Tarefas e exercícios:
**a)** Indique todos os lugares geográficos nomeados no texto sobre as palavras do Amigo Policarpo.
**b)** Continue o texto sobre as palavras do Amigo Policarpo a partir do ponto em que termina.

15.1.09

O Amigo Policarpo

Não posso deixar de referir que considero estas palavras uma verdadeira barbaridade. Não me ocorre outro termo. (Talvez "aberração".) Vão contra tudo aquilo que a Igreja Católica apregoa, e mostram muita da contradição que preside à existência deste agregado religioso.

Não considero que devamos encarar estas declarações de ânimo leve e sem discutir devidamente a gravidade do assunto.


(video da autoria do Bruno Aleixo ou lá o que é, procurem na net)


Quando ontem pela primeira vez escutei as palavras do Amigo Policarpo senti-me num instante regredir cinquenta anos, até um tempo que não testemunhei, que me contaram como seria, e que imaginei nunca viver.

Casar com um muçulmano é o cabo dos trabalhos, é um monte de sarilhos, diz o Amigo Policarpo. E vai aconselhando as meninas casadoiras, porque elas não têm vontade própria e não sabem, nem podem, decidir por si. Esta é a mentalidade, este é o espírito das palavras do Amigo Policarpo, alguém de quem um dia se disse poder sentar-se no trono de Pedro. Senti-me num instante regredir cinco décadas no meu Portugalzinho, retornar ao tempo em que por cá se vivia a preto e branco do Minho a Timor, sendo que o branco brilhava e humilhava e o resto trabalhava, senti-me descer ao inferno do tempo da discriminação racial nos Estados Unidos (brancos casam com brancos, negros com negros), ao Apartheid na África do Sul, à Alemanha do Nacional Socialismo, senti-me entrar pelo túnel da Idade Média e ali me esgueirar para não ser trucidado por um ninho de infiéis a galope em cavalos brancos. Senti-me lixado com f...

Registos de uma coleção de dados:
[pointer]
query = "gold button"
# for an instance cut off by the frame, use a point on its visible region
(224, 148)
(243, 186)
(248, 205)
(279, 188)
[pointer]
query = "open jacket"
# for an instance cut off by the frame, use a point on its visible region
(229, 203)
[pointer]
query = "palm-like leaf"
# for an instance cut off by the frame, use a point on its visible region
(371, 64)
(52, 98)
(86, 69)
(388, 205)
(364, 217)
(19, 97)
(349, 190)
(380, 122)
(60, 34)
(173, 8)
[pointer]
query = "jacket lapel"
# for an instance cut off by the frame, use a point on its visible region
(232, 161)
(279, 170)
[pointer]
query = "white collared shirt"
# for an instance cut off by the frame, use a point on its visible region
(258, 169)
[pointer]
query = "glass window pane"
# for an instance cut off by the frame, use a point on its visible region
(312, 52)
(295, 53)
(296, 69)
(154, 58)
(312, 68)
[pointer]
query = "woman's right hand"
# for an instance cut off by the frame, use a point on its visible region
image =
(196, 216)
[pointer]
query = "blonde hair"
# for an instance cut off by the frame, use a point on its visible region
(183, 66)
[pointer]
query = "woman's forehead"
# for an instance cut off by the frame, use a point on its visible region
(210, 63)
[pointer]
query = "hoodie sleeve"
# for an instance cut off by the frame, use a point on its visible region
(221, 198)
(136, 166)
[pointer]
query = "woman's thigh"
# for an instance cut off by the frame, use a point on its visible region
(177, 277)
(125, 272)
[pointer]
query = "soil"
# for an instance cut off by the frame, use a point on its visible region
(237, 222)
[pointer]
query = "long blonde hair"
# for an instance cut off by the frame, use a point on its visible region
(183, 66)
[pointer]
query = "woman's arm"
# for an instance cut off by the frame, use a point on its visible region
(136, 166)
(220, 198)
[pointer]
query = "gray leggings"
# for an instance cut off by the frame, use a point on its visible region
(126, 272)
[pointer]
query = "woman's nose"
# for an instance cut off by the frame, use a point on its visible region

Respostas por ordem:
**a)** Portugal ("Portugalzinho"), Minho, Timor, Estados Unidos, África do Sul, Alemanha

**b)**
Este não é o Portugal livre pelo qual luto todos os dias. Isto não é o futuro que eu desejo para os filhos que resultem das trancadas maravilhosas que hei-de partilhar com a mulher igualmente maravilhosa que comigo alcançará tal ensejo.

São graves as declarações do Amigo Policarpo. Tanto que o momento não é oportuno para ferir sensibilidades que nesta altura estão postas em xeque quase mate. Estará o Amigo Policarpo a tentar contribuir para a descida da taxa de divórcios em Portugal, cortando o mal na raiz e evitando a realização do casamento? Mas para tal, deveria aconselhar precaução nos matrimónios com todo o tipo de homens, e sabe-se que mulheres espancadas e com problemas no lar existem em todas as expressões religiosas.
Não posso concordar com as palavras do Amigo Policarpo, e assustam-me, porque se o Amigo profere estes pensamentos em público, provavelmente aquilo que fica por dizer será passível de causar estranheza e choque maiores.

Tinha o Amigo Policarpo em muito boa conta, como um humanista sensato, que fazia da ponderação a sua maior arma, e capaz de congregar à volta de uma ideia até mesmo aqueles que não são Católicos. Mas estas declarações desfizeram a ilusão, e mais do que isso entristeceram-me. Porque são pedradas num charco já de si infestado pelos répteis do desânimo, não há meio de atingirmos uma margem de salvação, e são estes pensamentos e estas pessoas (que afinal não desapareceram e estão mais presentes do que possamos julgar) que me fazem desacreditar nas possibilidades deste país crescer, deste país se emancipar e se tornar numa coisa séria.

Já se sabe que por cá a culpa morre solteira. O assunto vai esfumar-se, amanhã está esquecido, e tudo prossegue como se nada tivesse acontecido.

Mas façamos o esforço de imaginar o cenário seguinte. A autoridade máxima do Islão em Portugal diz, numa conferência: "cuidado meninas muçulmanas, pensem muito bem antes de se enrolarem matrimonialmente com um desses católicos safados, machistas e polígamos que por aí andam. Eles só querem é truca-truca, acham-vos uma espécie exótica e estão convencidos de que quando chegam a casa é kebab e falafel todo o santo dia. São um monte de sarilhos."

O que aconteceria no dia seguinte?

4 comentários:

Anónimo disse...

Estás lixado com f, que eu digo estar fodido, porque tens toda a razão para estar assim.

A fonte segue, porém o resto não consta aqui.